• **Enunciado A**
Según el texto sobre San Melchor de Quirós, ¿de cuántas personas que hoy están en misión tiene referencia la delegación de misiones de Asturias?
• **Enunciado B**
Reproduce sin cambios el tramo del texto sobre San Melchor de Quirós que va desde "Si podemos hablar" hasta "dependencia del exterior.".

• **Texto dado**
━━━━━━━━━━━━━━━━━━━━

26 de Agosto del 2009 - José Antonio Alvarez Alvarez

La figura de San Melchor de Quirós, misionero y mártir en Vietnam en 1859, que nos reunió en Cortes, Quirós el 28 de julio, a muchos amigos de las misiones, debe ser un testimonio y ejemplo para cualquier bautizado.

Sintió el deseo de salir de su tierra para anunciar la Buena Noticia de Jesús a otros pueblos. En su mente estuvo siempre el Oriente: Filipinas y, más tarde, Vietnam. A pesar de la tentación que le brindaron para quedarse como profesor en Manila, se había preparado bien en filosofía y teología en la Universidad de Oviedo. Su idea fue siempre Vietnam, con aquella expresión misionera de entonces de dedicarse a la salvación de las almas.

Muchos misioneros/as, antes y después de San Melchor, sintieron y sienten la necesidad de salir fuera para llevar a cabo la misión. La delegación de misiones de Asturias tiene referencia de 316 sacerdotes, religiosos/as y laicos, de distintos institutos y órdenes religiosas, repartidos por el mundo, que ahora mismo llevan a cabo esa misión. Con la mayor parte de ellos mantenemos contacto y correspondencia.

Juan Pablo II decía: «Nuestra fidelidad a la Iglesia se mide por el apoyo a su actividad misionera».

Si podemos hablar de la fantasía de la misión, que nos sitúa en un escenario de cooperación abierto a múltiples posibilidades para que los creyentes podamos realizar nuestro compromiso misionero asumido por el bautismo.

Reducir la ayuda a lo meramente económico es sólo uno de los aspectos de la cooperación, tal vez el más llamativo. Más de una vez esconde mecanismos de dependencia y paternalismo. La cooperación misionera no es la variante de un voluntariado o de un servicio social. El misionero es algo más, su servicio es la expresión del amor de Dios a las criaturas.

Como misioneros no podemos quedarnos en la autocomplacencia de saber que somos unos buenos gestores del dinero de las ONG de inspiración cristiana; sí verlos en proyectos que dignifiquen, que hagan crecer a las personas, que ayuden a los destinatarios de un crecimiento sin dependencia del exterior.

Tres pueden ser las formas de cooperación misionera, que nos recuerda constantemente la Iglesia, y constituyen los tres pilares sobre los que se apoya la participación del todo el pueblo cristiano en la misión. Son modalidades necesarias e irrenunciables y por ello conservan permanente su validez.

━━━━━━━━━━━━━━━━━━━━

• **Bloque de datos**
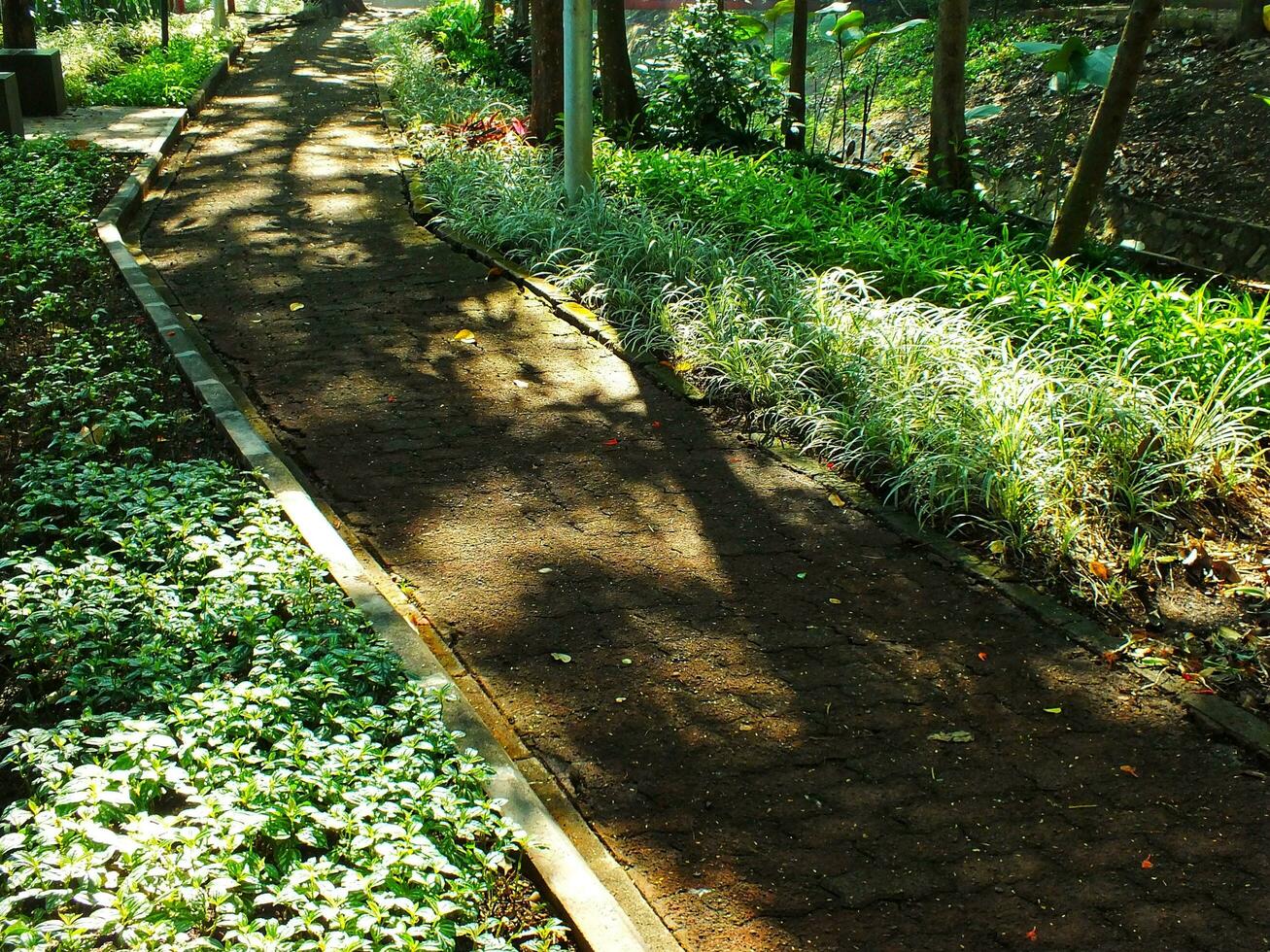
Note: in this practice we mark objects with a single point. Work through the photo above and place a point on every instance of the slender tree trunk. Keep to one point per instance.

━━━━━━━━━━━━━━━━━━━━

• **Respuesta A**
De 316 sacerdotes, religiosos/as y laicos.

• **Respuesta B**
Si podemos hablar de la fantasía de la misión, que nos sitúa en un escenario de cooperación abierto a múltiples posibilidades para que los creyentes podamos realizar nuestro compromiso misionero asumido por el bautismo.

Reducir la ayuda a lo meramente económico es sólo uno de los aspectos de la cooperación, tal vez el más llamativo. Más de una vez esconde mecanismos de dependencia y paternalismo. La cooperación misionera no es la variante de un voluntariado o de un servicio social. El misionero es algo más, su servicio es la expresión del amor de Dios a las criaturas.

Como misioneros no podemos quedarnos en la autocomplacencia de saber que somos unos buenos gestores del dinero de las ONG de inspiración cristiana; sí verlos en proyectos que dignifiquen, que hagan crecer a las personas, que ayuden a los destinatarios de un crecimiento sin dependencia del exterior.